• PROBLÈMES ET TÂCHES:
1. D'après l'extrait fourni, au nom de quoi la loi 78 fait-elle émerger un État policier ?
2. Traduisez en anglais cette phrase de l'extrait fourni : « Cette loi reprend un des ingrédients clé du totalitarisme puisqu’elle cherche à faire des assos étudiantes et des syndicats qui les appuient des clubs sociaux au service du discours gouvernemental. »

• EXTRAIT FOURNI:
===

Pour toutes les raisons invoquées ici par Daniel Weinstock, il faut mettre en place divers moyens de résister efficacement à cette loi 78. Cette loi fait émerger un État policier au nom de la «paix sociale»; elle s’attaque aux libertés fondamentales inscrites dans toutes les Chartes de droits en occident (expression, association, manifestation) au nom d’une liberté qui n’est pas inscrite dans celles-ci (le droit à l’éducation); elle donne des moyens démesurés à des forces policières mal formées à employer de tels moyens; elle vise à détruire les associations étudiantes – terreaux de la sensibilisation aux enjeux démocratiques et à une prise de conscience citoyenne par la délibération collective…

Cette loi reprend un des ingrédients clé du totalitarisme puisqu’elle cherche à faire des assos étudiantes et des syndicats qui les appuient des clubs sociaux au service du discours gouvernemental. Il devient en effet impossible pour ces «groupes de la société civile» de contredire le discours du gouvernement sans en subir les contrecoups de la justice pénale… Tel était l’objectif central des États totalitaires au XXe siècle: briser la société civile, la dissoudre complètement dans l’État en empêchant les individus de se constituer en groupes autonomes capables de contredire la volonté du pouvoir politique en place, seul détenteur de la Vérité.

===

• DONNÉES ENREGISTRÉES:
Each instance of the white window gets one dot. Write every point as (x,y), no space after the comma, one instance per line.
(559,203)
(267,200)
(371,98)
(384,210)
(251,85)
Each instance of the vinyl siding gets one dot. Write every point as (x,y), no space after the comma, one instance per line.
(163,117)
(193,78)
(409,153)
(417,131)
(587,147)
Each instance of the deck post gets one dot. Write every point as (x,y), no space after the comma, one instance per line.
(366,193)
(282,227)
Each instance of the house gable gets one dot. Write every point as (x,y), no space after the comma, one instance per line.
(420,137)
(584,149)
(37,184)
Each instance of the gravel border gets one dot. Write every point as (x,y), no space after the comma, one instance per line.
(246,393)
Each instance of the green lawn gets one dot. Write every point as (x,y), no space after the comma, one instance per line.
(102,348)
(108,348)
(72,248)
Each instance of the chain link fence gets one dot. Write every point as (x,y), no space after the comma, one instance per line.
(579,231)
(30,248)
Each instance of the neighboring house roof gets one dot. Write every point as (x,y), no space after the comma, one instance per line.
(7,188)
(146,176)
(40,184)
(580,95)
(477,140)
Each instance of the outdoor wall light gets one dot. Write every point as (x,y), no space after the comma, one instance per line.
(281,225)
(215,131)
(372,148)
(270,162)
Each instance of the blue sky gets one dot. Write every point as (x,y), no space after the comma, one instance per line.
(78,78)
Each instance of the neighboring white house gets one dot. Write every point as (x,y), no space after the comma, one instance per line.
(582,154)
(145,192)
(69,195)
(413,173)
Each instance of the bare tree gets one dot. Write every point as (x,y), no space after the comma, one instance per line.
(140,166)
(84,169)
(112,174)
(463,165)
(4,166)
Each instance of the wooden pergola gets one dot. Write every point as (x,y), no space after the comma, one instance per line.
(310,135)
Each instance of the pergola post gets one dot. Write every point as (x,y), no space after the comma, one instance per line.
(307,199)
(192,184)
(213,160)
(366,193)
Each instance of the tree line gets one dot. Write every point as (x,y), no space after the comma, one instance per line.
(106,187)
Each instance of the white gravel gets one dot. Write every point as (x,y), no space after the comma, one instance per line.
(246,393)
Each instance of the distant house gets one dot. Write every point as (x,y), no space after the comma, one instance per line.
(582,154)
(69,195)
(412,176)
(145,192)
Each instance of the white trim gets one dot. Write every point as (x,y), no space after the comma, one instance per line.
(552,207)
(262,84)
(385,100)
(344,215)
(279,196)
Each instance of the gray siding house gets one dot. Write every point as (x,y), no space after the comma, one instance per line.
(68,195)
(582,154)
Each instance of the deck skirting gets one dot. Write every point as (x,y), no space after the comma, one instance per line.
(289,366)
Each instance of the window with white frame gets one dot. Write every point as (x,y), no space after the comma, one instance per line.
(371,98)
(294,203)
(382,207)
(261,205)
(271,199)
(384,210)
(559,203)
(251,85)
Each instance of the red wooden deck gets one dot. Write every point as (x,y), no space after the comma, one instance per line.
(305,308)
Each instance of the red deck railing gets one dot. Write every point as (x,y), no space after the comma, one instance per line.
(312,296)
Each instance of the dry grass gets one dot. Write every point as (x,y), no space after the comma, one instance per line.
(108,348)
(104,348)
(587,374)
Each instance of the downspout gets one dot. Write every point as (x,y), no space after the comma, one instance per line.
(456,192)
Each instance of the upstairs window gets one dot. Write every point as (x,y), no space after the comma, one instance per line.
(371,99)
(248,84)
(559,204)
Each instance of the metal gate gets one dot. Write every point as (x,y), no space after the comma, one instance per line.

===

• LES RÉPONSES:
1. Au nom de la «paix sociale».

2. This law takes up one of the key ingredients of totalitarianism, since it seeks to turn student associations and the unions that support them into social clubs serving the government's message.